:: What the task requires ::
Scale the records below by writing every line out again, requests included, with each coordinate in the answers multiplied by 2.1 and rounded to a whole number, halves rounding up. Leave the pictures out of your answer.

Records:
((

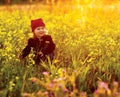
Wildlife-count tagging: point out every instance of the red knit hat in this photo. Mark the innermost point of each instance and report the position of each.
(37, 23)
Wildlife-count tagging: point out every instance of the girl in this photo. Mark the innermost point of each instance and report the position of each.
(41, 43)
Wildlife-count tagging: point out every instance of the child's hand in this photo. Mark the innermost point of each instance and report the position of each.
(20, 57)
(40, 53)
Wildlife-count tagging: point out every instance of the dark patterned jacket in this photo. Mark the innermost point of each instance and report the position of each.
(45, 44)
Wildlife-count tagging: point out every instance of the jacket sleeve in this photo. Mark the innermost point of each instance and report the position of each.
(50, 46)
(27, 49)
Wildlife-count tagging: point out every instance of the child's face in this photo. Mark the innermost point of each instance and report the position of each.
(39, 32)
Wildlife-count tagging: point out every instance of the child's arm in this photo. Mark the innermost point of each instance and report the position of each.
(50, 46)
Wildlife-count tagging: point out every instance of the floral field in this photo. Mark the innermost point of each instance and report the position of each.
(87, 54)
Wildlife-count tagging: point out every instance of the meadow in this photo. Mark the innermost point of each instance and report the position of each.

))

:: Answer in full ::
Wildlife-count tagging: point out every instance of the red knit hat in this photo. Mark the innermost point of each instance and report the position of each.
(78, 48)
Wildlife-count tagging: point out every instance of the girl in this photo. Mark the innermost point of each instance and report the position of each.
(86, 90)
Wildlife-count tagging: point out every instance of the child's hand in this photo. Mark the innermost point of each instance and report the position of each.
(42, 120)
(84, 111)
Wildlife-count tagging: point out every instance of the dark patterned jacket in this photo. Mark the innermost point of each instance and report the position of each.
(95, 92)
Wildlife-count tagging: point out every instance of the jacket sleeve in this photo. Mark the innermost point of each instance and report the position of each.
(105, 97)
(57, 103)
Wildlife-count tagging: point out every instance of the child's face in this photo. Mark the innermost point of each instance and report the position of each.
(82, 67)
Wildlife-count tagging: point out every instance of the child's arm in this photo. Mark the innermost point of each instance and report the position of each.
(105, 97)
Wildlife-count tagging: point out every instance of the floral field in this photo. Mark the innermost point of each instance and report the position of each.
(183, 113)
Wildlife-count tagging: point out every instance of the meadow in this photo. Mark the innermost point of each instance and report the position of each.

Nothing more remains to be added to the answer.